Problem: Rewrite the entries below, swapping every "sample" for "reference point" and leaving all other text untouched.
**********
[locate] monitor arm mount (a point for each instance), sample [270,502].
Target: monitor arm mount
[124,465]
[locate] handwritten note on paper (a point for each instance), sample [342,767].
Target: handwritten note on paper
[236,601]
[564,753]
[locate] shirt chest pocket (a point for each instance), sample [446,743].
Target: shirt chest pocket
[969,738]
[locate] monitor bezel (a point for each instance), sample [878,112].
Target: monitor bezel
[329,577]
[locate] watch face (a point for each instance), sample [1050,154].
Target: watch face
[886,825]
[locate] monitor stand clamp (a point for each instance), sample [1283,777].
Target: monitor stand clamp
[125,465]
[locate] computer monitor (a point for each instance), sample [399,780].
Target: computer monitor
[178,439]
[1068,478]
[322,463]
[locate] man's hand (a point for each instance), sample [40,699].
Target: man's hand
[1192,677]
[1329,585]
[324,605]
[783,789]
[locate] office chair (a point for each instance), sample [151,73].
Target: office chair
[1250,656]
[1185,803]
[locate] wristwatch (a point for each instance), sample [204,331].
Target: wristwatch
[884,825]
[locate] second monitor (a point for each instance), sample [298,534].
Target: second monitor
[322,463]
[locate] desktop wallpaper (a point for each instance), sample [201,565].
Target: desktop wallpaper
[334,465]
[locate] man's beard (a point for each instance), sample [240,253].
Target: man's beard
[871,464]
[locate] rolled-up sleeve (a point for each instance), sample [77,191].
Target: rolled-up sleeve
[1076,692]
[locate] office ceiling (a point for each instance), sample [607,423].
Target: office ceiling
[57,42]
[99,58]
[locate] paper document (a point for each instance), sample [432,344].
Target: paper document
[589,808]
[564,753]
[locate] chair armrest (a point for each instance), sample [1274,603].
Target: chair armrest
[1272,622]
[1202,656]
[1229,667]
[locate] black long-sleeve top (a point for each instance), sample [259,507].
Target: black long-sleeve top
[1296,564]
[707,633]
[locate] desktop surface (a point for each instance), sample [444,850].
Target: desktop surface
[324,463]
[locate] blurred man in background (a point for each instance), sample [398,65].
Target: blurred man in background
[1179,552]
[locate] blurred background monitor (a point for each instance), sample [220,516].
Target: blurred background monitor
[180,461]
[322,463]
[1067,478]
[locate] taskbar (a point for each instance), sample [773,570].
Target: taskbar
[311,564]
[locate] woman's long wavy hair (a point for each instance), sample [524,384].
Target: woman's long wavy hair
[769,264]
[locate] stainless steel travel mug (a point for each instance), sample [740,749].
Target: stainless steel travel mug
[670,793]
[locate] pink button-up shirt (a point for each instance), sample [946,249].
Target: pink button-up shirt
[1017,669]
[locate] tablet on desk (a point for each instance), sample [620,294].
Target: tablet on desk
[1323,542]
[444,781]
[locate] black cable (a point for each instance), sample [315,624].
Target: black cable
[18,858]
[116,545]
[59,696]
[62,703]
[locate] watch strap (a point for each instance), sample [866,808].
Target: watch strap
**********
Solution to this exercise:
[locate] monitor arm mount (a point for each instance), reference point [270,502].
Target: monitor arm mount
[124,465]
[locate] handwritten note on paper (a point for each instance), reference point [342,767].
Target: handwritten note on paper
[236,601]
[564,753]
[locate] shirt chest pocket (a point for each instance), reference point [446,743].
Target: shirt chest pocket
[969,738]
[locate] monitor bezel (a point for each instance), reference point [878,112].
Target: monitor bezel
[329,577]
[locate] watch face (a point for each instance), reference point [1050,154].
Target: watch face
[886,825]
[locate] monitor stand clamp (a point for each instance), reference point [1283,777].
Target: monitor stand clamp
[125,465]
[locate] computer monitor (a point for each instance), reference point [399,780].
Target: computer monitor
[178,439]
[1068,478]
[322,463]
[locate] man's hand (a point for each instance), reference point [40,699].
Target: man's hand
[1192,677]
[1329,585]
[324,605]
[783,789]
[locate] office chair (a point for each instance), reference point [151,73].
Target: office chair
[1250,656]
[1185,803]
[locate] wristwatch (a point for each instance), reference point [204,331].
Target: wristwatch
[884,825]
[locate] second monitor (a point for each instance), reference point [298,534].
Target: second monitor
[322,463]
[locate] desktop wallpaper (a point for each instance), reference point [201,565].
Target: desktop wallpaper
[334,465]
[locate] man's beard (a point for each instance), reference point [240,253].
Target: man's beard
[871,464]
[locate] rolled-up sleeve (a point for each instance), reference point [77,191].
Target: rolled-up sleeve
[1076,692]
[locate] office ceiling (a point for each instance), reference point [607,423].
Target: office ceiling
[57,42]
[99,58]
[locate] paper document (a point for each instance), reference point [432,344].
Target: paper document
[589,808]
[564,753]
[locate] chair armrest (a point for each instance), reference point [1274,603].
Target: chair armrest
[1272,622]
[1202,656]
[1229,667]
[locate] black long-sleeve top (a point for each instance), reference point [259,507].
Target: black long-sleeve top
[1296,564]
[707,633]
[locate] desktop surface (a point for each instance), reference point [444,850].
Target: desktop surface
[324,463]
[locate] blurred man in background (a point for each instance), reference point [398,65].
Target: blurred man in background
[1179,552]
[locate] blurred background monitor (a point for each instance), reference point [220,516].
Target: blurred background monitor
[180,461]
[322,463]
[1067,478]
[locate] taskbar (a point for each instance), reference point [773,570].
Target: taskbar
[311,564]
[locate] woman's long wavy hair (a point for each instance), reference point [524,384].
Target: woman's long wavy hair
[769,264]
[locate] stainless steel travel mug (a point for each instance), reference point [740,749].
Target: stainless steel travel mug
[670,793]
[locate] pink button-up shirt (a point for each instance), reference point [946,249].
Target: pink button-up shirt
[1017,669]
[locate] tablet on desk (a point for each instance), reference point [620,294].
Target: tablet on desk
[1323,542]
[444,781]
[locate] black cable (a point for each instance), reference point [315,624].
Target: black cable
[18,858]
[116,545]
[59,696]
[62,703]
[locate] watch strap (a point for each instance), reference point [866,808].
Target: watch strap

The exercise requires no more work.